** UIT TE VOEREN **
a: Vertaal deze zin uit het tekstfragment naar het Engels: "Voor belanghebbende en het bestuursorgaan staat tegen deze uitspraak het rechtsmiddel hoger beroep open bij de Centrale Raad van Beroep."
b: Schrijf het tekstfragment over van "Uit het voorgaande" tot en met "beslist als volgt.".

** TEKSTFRAGMENT **
· · · · · · ·

Uit het voorgaande concludeert de rechtbank dat, ondanks dat het primaire besluit van 19 juni 1997 is herroepen, niet gezegd kan worden dat dat besluit dusdanig ernstige gebreken vertoont dat geconcludeerd moet worden dat verweerder tegen beter weten in een onrechtmatig besluit heeft genomen.
Eisers beroep tegen de handhaving van de weigering de kosten van rechtsbijstand (en vervolgkosten) te vergoeden, komt dan ook voor ongegrond-verklaring in aanmerking. Mitsdien wordt beslist als volgt.
De arrondissementsrechtbank te Roermond;
gelet op het bepaalde in artikel 8:70 van de Algemene wet bestuursrecht;
verklaart het beroep ongegrond.
Aldus gedaan door mrs. L.A. Gruiters, R,H, Smits (voorzitter) en J.J.A. Kooijman, in tegenwoordigheid van J.N. Buddeke als griffier en in het openbaar uitgesproken op 30 juni 2000 .
Voor eensluidend afschrift: de wnd. griffier:
verzonden op: 3 juli 2000
AC-H
Voor belanghebbende en het bestuursorgaan staat tegen deze uitspraak het rechtsmiddel hoger beroep open bij de Centrale Raad van Beroep. De termijn voor het instellen van het hoger beroep bedraagt zes weken.

· · · · · · ·

** VERZAMELDE ITEMS **
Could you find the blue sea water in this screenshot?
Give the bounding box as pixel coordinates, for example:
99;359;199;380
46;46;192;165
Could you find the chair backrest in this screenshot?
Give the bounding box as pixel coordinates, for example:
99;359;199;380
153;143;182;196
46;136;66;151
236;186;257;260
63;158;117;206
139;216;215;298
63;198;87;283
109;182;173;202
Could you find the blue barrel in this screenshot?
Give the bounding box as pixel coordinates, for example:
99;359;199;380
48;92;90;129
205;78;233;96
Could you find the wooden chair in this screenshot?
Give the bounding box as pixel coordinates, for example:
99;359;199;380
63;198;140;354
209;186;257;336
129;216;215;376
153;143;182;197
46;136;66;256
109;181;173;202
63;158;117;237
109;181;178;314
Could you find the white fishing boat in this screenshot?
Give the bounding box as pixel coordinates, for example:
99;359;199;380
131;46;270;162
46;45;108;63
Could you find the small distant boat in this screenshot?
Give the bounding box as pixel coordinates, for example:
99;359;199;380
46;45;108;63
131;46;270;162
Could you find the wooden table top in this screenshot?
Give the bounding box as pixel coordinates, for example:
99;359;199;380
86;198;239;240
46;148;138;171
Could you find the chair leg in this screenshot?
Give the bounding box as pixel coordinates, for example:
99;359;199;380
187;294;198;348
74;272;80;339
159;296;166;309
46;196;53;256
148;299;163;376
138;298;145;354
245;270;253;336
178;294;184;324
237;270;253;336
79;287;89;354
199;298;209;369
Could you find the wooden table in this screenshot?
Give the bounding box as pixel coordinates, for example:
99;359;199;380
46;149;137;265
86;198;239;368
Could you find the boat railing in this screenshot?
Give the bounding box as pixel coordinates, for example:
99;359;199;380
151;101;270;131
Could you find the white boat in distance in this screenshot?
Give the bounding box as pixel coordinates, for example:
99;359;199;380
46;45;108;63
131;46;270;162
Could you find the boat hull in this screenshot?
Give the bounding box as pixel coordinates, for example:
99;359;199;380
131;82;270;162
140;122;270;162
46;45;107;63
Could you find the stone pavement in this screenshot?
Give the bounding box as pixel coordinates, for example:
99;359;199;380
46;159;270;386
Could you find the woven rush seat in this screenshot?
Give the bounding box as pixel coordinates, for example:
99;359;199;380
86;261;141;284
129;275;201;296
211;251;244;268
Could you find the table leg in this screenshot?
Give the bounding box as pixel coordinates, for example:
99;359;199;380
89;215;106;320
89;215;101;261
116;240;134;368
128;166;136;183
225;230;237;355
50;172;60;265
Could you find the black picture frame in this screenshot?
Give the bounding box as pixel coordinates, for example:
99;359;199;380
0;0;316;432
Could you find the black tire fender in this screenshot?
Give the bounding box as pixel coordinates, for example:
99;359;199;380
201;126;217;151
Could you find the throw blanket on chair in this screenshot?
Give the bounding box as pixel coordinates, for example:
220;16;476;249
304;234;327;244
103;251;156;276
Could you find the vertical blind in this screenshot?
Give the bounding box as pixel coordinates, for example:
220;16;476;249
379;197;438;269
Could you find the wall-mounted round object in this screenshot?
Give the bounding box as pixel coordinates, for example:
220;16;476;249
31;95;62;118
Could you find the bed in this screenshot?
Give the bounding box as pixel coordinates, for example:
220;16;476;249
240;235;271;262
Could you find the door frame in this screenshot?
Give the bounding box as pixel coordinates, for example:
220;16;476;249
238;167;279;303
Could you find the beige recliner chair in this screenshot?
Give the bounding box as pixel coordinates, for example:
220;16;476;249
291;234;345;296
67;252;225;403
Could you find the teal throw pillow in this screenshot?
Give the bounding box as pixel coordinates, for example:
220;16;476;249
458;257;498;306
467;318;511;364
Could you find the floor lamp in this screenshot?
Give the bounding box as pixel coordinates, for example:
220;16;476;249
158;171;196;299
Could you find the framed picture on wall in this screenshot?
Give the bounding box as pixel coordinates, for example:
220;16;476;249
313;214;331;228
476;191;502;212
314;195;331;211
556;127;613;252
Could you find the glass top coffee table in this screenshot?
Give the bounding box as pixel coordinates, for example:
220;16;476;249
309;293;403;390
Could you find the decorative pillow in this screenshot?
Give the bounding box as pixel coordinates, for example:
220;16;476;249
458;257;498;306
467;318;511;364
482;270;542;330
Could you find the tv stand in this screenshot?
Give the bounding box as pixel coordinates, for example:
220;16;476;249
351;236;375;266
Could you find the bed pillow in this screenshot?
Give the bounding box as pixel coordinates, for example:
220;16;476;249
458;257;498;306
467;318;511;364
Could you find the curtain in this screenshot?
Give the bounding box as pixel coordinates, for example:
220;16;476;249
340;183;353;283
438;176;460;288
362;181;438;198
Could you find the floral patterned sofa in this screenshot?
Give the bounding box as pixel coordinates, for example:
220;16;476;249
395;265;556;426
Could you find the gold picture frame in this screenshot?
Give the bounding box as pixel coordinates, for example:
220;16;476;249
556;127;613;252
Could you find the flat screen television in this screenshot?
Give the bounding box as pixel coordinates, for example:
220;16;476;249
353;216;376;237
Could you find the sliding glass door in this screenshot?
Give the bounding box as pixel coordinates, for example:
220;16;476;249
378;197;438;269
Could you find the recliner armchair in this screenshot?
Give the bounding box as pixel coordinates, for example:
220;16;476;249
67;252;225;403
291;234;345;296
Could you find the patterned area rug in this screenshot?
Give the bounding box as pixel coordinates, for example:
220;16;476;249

· · · · · · ·

** ANTWOORDEN OP VOLGORDE **
a: The interested party and the administrative authority may lodge an appeal against this ruling with the Central Appeals Tribunal.

b:
Uit het voorgaande concludeert de rechtbank dat, ondanks dat het primaire besluit van 19 juni 1997 is herroepen, niet gezegd kan worden dat dat besluit dusdanig ernstige gebreken vertoont dat geconcludeerd moet worden dat verweerder tegen beter weten in een onrechtmatig besluit heeft genomen.
Eisers beroep tegen de handhaving van de weigering de kosten van rechtsbijstand (en vervolgkosten) te vergoeden, komt dan ook voor ongegrond-verklaring in aanmerking. Mitsdien wordt beslist als volgt.